[Extract provided]
========

Not A Rant (Bigger Than Watergate)

Velshi and Moore

Trump Is Beginning to Lose His Grip
By Stanley B. Greenberg, The New York Times
Nov. 17, 2018

Because the votes were counted so slowly across the country, we were also slow to realize that Democrats had won the national congressional vote by a margin greater than that of the Tea Party Republicans in 2010. In fact, Democrats overcame huge structural hurdles to win nearly 40 seats.

At first, the results looked like something of a stalemate. The Republican Party retained and even strengthened its hold on the Senate. President Trump’s approval rating was at 45 percent, one percentage point below his percentage of the popular vote in the 2016 election. Analysts said that Mr. Trump still knew how to get Republicans “excited, interested and turn them out” and that he had “deepened his hold on rural areas.”

In the days that followed, though, it became clear that Democrats had made substantial gains. Analysts I trusted concluded that this was because suburban and college-educated women issued “a sharp rebuke to President Trump” that set off a “blue wave through the urban and suburban House districts.” At first, I also believed that was the main story line.

But the 2018 election was much bigger than that. It was transformative, knocking down what we assumed were Electoral College certainties. We didn’t immediately see this transformation because we assumed that Mr. Trump and the polarization in his wake still governed as before.

First of all, Democrats did not win simply because white women with college degrees rebelled against Mr. Trump’s misogyny, sexism and disrespect for women. Nearly every category of women rebelled.

Working people are not fools, and Mr. Trump promised them a Republican president who would never cut Social Security, Medicare, or Medicaid; who would repeal Obamacare but provide “insurance for everybody”; who would get rid of bad trade deals and “drain the swamp,” as he never tired of saying. Instead, had Mr. Trump’s effort to replace Obamacare passed, it would have imposed vast cuts in retirement programs and driven up health insurance costs. His tax reforms were heavily weighted to large corporations and the top 1 percent. So it is no surprise that more than half of white working class men now believe that Mr. Trump is “self-dealing” and corrupt.

The Democratic Senate candidates in Michigan, Wisconsin, Ohio and Pennsylvania called out the president on these issues and won by more than double digits.

========

[What you need to do]
1. Rewrite the passage of the op-ed on Trump's weakening grip starting at "The Democratic Senate" and ending at "than double digits.", substituting "challenged" for "called out".
2. According to the op-ed on Trump's weakening grip, what was President Trump's approval rating when the election results first came in?

========

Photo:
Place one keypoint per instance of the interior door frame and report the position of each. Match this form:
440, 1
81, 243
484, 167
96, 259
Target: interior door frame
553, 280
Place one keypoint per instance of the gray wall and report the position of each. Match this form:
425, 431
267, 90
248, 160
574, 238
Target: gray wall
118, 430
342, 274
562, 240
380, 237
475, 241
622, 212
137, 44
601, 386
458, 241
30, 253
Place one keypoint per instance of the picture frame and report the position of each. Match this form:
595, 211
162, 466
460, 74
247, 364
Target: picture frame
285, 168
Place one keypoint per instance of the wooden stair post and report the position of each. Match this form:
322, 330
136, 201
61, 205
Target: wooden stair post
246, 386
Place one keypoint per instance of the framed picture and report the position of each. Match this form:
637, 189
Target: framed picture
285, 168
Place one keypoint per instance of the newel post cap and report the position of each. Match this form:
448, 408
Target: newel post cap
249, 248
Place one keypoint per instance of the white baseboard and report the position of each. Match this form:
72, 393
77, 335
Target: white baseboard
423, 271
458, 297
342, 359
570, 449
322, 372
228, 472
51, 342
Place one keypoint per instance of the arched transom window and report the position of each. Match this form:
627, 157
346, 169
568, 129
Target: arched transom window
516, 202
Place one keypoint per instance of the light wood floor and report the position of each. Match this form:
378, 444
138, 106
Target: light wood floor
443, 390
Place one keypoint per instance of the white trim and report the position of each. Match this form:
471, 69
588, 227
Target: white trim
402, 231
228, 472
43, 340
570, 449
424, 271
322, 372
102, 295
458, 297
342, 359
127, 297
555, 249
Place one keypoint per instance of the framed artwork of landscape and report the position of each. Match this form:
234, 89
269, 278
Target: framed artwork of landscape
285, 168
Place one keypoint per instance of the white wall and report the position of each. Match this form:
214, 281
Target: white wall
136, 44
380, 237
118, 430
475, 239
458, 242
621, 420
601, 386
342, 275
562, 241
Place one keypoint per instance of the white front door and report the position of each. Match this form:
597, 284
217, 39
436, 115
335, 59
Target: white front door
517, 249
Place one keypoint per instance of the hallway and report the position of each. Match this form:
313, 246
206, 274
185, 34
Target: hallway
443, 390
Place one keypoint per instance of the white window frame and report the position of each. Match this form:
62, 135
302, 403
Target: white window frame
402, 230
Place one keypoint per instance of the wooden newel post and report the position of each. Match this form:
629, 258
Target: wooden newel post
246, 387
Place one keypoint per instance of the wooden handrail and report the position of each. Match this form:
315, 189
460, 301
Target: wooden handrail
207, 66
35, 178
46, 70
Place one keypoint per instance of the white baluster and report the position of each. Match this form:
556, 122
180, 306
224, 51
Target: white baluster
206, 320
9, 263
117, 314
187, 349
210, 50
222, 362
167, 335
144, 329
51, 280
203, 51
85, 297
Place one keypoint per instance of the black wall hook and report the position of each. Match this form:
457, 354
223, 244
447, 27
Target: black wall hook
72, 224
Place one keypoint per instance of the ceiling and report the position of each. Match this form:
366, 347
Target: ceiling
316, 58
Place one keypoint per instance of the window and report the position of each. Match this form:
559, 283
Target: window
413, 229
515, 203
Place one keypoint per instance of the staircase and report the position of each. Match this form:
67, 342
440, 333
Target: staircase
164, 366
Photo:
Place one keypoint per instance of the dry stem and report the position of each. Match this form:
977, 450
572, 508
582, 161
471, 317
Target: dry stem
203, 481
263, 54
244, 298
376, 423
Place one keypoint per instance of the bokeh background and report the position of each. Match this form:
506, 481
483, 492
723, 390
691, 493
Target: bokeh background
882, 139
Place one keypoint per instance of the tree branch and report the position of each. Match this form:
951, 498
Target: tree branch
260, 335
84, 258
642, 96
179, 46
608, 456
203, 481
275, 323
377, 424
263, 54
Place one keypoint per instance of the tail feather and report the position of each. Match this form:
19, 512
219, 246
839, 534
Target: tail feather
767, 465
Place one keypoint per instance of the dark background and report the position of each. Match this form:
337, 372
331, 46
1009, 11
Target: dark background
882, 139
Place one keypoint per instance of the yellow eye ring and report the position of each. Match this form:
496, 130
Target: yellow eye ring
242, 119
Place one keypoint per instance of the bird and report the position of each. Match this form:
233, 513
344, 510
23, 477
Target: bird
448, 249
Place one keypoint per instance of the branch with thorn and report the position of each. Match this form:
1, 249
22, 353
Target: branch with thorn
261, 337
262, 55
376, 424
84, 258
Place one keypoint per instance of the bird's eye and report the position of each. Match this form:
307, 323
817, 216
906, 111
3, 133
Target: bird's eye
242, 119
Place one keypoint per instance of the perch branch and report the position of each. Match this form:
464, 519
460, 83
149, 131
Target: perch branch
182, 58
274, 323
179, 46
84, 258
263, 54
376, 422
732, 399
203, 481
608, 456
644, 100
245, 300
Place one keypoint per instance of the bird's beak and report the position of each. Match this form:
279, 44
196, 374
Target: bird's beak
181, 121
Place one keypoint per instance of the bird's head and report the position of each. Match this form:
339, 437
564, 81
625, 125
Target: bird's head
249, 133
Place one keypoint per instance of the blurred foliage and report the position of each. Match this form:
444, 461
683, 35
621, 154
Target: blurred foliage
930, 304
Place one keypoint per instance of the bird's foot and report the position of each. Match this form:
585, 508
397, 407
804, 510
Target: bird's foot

========

[Exercise results]
1.
The Democratic Senate candidates in Michigan, Wisconsin, Ohio and Pennsylvania challenged the president on these issues and won by more than double digits.

2. 45 percent